> TAREA 1:
Traduce al inglés esta oración del fragmento de texto: "Cuando mi promoción acabó la residencia, regalamos al servicio una silla de partos, pero su uso es anecdótico."
> TAREA 2:
Responde a partir del fragmento de texto:
(a) ¿Cuántas camas hay en cada habitación de dilatación?
(b) ¿Cuántas duchas hay en el pasillo para las seis camas disponibles?
(c) ¿Cuántos paritorios tiene el servicio?
> TAREA 3:
Transcribe el fragmento de texto comenzando por "Soy matrona de" y siguiendo hasta "uso es anecdótico.", ambos incluidos.

> FRAGMENTO DE TEXTO:
Soy matrona de un hospital universitario público, con habitaciones de dilatación de dos camas, sin espacio apenas para los acompañantes. Si traigo una pelota a la habitación, tengo que pegar las dos camas, que quedan separadas solo por la cortina pillada entre ellas. El servicio compartido no tiene ni ducha, solo hay una ducha en el pasillo para las seis camas disponibles en tres habitaciones, y tenemos dos paritorios con una mesa de partos con prácticamente nulas posibilidades de movilidad. Cuando mi promoción acabó la residencia, regalamos al servicio una silla de partos, pero su uso es anecdótico.

> MATERIAL PROPORCIONADO:
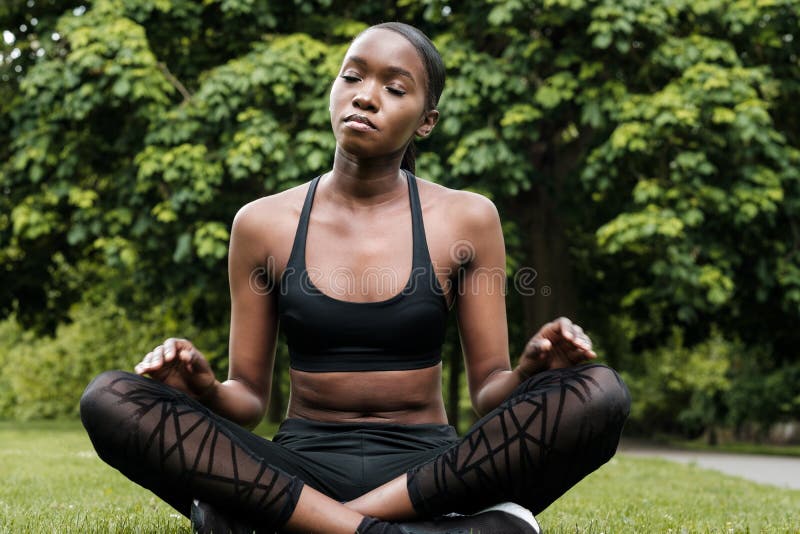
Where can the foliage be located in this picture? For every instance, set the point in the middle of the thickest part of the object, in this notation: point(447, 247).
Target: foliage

> ESPACIO DE RESPUESTA 1:
When my cohort finished residency, we gave the unit a birthing chair, but it is only used occasionally.

> ESPACIO DE RESPUESTA 2:
(a) Dos camas.
(b) Una ducha.
(c) Dos paritorios.

> ESPACIO DE RESPUESTA 3:
Soy matrona de un hospital universitario público, con habitaciones de dilatación de dos camas, sin espacio apenas para los acompañantes. Si traigo una pelota a la habitación, tengo que pegar las dos camas, que quedan separadas solo por la cortina pillada entre ellas. El servicio compartido no tiene ni ducha, solo hay una ducha en el pasillo para las seis camas disponibles en tres habitaciones, y tenemos dos paritorios con una mesa de partos con prácticamente nulas posibilidades de movilidad. Cuando mi promoción acabó la residencia, regalamos al servicio una silla de partos, pero su uso es anecdótico.